Exactly the lines from the one containing "Locate every instance of the yellow kiteboard" through the end of the listing below are required, restated word for word and without pictures.

◆ RECORDS PROVIDED ◆
━━━━━━━━━━━━━━━━
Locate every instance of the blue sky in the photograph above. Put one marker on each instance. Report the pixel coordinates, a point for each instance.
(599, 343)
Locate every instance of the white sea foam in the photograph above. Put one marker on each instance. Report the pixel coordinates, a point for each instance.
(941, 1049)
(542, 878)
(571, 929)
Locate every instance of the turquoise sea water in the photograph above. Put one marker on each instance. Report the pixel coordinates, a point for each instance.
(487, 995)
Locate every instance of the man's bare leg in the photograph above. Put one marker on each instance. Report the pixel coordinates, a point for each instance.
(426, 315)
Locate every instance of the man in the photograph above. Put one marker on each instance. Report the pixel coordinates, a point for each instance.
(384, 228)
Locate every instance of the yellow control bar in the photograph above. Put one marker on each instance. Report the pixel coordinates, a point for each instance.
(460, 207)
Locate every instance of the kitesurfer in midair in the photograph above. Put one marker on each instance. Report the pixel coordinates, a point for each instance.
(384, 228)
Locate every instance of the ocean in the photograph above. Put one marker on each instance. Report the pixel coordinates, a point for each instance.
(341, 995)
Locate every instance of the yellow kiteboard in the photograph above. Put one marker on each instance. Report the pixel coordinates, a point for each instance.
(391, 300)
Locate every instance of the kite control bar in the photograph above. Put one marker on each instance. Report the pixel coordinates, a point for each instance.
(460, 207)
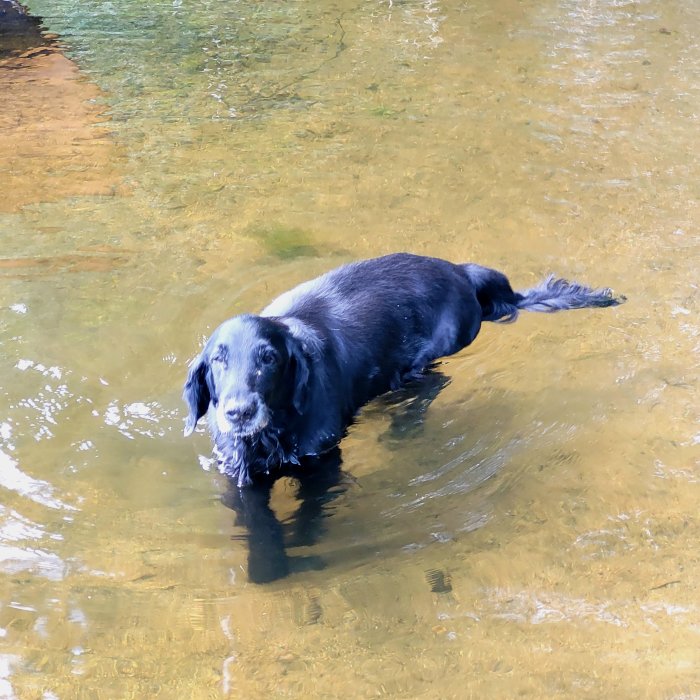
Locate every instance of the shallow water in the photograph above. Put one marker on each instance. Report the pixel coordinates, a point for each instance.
(535, 532)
━━━━━━━━━━━━━━━━
◆ EXPECTED ANSWER ◆
Locate every instance of the yellow kiteboard in the photograph above. Put one marker on each instance. Report the pixel coordinates, a point for each instance.
(391, 300)
Locate every instance of the kite control bar in the photograph above. Put one marker on each instance. Report the pixel coordinates, a point for each instance.
(460, 207)
Locate every instance of the shallow water in the photograph above. Put one marker on each instance. Report the pixel coordinates, a point for each instance.
(535, 532)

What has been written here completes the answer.